What you will do
The records below hold a stretch from the line with "Report the location of every instance of the tire track" through the line with "Report the location of every instance of the front"; return exactly those lines, ends included, and nothing more.
☆ ☆ ☆ ☆
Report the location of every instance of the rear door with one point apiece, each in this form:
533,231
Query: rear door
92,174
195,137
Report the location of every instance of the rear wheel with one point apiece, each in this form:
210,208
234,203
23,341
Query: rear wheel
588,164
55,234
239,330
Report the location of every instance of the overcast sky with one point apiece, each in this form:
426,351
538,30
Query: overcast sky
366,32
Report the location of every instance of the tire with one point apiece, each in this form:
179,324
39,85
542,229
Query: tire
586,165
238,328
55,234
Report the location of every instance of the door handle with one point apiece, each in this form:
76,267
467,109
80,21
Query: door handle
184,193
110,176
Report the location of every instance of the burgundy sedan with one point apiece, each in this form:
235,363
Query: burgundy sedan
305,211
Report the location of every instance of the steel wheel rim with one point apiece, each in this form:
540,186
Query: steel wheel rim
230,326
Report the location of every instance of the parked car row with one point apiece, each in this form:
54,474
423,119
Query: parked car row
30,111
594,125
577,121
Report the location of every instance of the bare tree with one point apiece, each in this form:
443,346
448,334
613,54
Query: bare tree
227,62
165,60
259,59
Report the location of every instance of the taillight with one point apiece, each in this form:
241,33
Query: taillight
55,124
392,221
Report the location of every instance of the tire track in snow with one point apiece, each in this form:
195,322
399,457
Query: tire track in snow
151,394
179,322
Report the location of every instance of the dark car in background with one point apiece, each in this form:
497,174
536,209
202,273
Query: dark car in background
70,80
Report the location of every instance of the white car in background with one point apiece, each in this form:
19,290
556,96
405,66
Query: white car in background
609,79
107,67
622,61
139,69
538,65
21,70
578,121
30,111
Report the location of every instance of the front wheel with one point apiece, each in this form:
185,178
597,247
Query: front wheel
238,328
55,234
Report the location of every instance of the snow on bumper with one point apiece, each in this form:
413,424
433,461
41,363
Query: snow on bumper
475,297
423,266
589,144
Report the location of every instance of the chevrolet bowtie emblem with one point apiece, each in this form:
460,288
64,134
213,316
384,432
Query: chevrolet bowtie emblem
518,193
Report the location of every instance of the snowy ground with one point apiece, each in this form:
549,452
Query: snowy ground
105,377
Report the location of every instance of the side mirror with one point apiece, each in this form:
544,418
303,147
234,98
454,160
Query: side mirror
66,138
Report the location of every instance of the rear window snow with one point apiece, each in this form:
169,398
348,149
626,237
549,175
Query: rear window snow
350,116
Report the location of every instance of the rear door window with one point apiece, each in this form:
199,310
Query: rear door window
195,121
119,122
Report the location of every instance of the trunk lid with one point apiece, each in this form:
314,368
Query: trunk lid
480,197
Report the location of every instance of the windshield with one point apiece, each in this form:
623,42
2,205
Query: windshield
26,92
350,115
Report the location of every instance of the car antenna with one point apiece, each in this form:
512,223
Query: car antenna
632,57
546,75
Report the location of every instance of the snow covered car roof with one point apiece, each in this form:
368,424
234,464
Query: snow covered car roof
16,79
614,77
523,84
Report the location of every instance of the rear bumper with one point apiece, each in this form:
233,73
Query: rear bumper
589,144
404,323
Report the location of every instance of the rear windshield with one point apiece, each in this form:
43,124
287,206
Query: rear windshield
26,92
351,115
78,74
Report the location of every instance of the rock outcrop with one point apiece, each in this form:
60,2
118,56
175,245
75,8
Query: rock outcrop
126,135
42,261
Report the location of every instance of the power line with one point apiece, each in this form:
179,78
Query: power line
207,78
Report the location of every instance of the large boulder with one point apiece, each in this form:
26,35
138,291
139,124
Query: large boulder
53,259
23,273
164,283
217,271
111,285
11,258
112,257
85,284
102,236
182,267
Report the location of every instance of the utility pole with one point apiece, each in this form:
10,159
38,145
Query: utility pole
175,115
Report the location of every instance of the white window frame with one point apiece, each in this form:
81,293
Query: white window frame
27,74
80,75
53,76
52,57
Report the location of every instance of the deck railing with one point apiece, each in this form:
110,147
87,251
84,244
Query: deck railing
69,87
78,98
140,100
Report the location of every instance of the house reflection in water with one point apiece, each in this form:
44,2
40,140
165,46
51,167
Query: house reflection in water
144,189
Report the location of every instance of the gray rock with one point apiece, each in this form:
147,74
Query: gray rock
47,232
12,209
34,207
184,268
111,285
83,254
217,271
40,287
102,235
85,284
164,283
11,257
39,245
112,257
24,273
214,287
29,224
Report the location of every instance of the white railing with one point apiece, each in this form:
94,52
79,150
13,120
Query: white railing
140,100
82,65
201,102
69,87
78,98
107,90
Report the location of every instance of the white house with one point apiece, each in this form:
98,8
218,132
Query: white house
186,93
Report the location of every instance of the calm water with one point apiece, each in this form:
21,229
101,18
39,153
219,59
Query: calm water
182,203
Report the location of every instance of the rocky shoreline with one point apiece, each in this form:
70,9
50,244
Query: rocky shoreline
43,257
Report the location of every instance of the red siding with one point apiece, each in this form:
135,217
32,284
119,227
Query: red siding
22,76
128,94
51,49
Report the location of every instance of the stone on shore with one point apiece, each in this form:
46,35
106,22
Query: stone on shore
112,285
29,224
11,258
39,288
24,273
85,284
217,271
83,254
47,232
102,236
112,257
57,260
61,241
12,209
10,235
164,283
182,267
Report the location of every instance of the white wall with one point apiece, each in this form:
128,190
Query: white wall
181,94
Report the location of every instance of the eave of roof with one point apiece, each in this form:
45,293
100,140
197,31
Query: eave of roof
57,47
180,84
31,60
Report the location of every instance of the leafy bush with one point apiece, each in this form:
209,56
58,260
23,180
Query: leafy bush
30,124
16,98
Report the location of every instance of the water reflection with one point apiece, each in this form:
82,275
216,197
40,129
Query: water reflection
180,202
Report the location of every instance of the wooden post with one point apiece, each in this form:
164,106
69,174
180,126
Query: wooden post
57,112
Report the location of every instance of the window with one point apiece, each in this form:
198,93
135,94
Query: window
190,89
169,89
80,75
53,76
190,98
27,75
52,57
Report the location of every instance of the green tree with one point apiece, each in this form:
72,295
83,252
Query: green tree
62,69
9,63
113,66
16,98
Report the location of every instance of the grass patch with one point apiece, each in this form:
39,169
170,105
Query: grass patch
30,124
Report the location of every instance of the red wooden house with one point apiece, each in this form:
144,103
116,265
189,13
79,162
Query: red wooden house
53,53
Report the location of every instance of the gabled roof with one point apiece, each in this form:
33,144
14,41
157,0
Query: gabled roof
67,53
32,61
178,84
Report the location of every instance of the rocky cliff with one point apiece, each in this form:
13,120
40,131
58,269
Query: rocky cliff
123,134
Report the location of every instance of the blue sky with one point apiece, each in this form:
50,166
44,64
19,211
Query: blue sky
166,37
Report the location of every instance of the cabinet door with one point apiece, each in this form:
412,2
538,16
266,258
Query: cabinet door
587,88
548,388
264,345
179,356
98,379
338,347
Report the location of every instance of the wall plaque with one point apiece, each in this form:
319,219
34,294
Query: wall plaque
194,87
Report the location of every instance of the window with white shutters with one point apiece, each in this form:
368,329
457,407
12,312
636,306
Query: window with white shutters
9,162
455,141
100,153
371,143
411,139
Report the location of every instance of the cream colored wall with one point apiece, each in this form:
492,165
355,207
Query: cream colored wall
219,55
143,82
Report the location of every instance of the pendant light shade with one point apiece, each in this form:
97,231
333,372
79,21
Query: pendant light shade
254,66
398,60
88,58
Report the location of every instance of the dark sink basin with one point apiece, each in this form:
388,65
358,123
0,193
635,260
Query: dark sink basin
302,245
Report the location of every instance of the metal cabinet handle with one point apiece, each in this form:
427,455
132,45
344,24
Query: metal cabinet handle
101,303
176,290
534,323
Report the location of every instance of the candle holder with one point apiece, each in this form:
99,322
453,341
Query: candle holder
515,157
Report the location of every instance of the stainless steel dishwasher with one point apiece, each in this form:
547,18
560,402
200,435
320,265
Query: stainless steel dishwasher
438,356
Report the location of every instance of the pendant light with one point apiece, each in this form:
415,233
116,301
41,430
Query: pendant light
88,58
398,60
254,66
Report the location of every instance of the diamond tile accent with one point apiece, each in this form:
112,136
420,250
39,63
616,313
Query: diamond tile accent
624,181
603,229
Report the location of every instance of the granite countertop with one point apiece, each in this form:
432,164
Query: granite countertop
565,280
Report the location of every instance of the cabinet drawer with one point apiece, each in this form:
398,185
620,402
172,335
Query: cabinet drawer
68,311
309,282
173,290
☆ ☆ ☆ ☆
Solution for this exercise
Report the location of every instance of the tire track in snow with one point apiece, each in this form:
195,322
399,457
Query: tire track in snow
151,394
179,322
Report the location of every instance of the dark car in background with one point apiece, each in this form:
497,174
536,209
202,273
Query: dark car in background
70,80
Report the location of every instance of the white car in background with one point apiece, each in this form:
19,290
556,96
405,66
Query: white car in background
609,79
107,67
622,61
139,69
538,65
21,70
578,121
30,111
Report the location of every instance of the front wheel with one point apiece, each in this form:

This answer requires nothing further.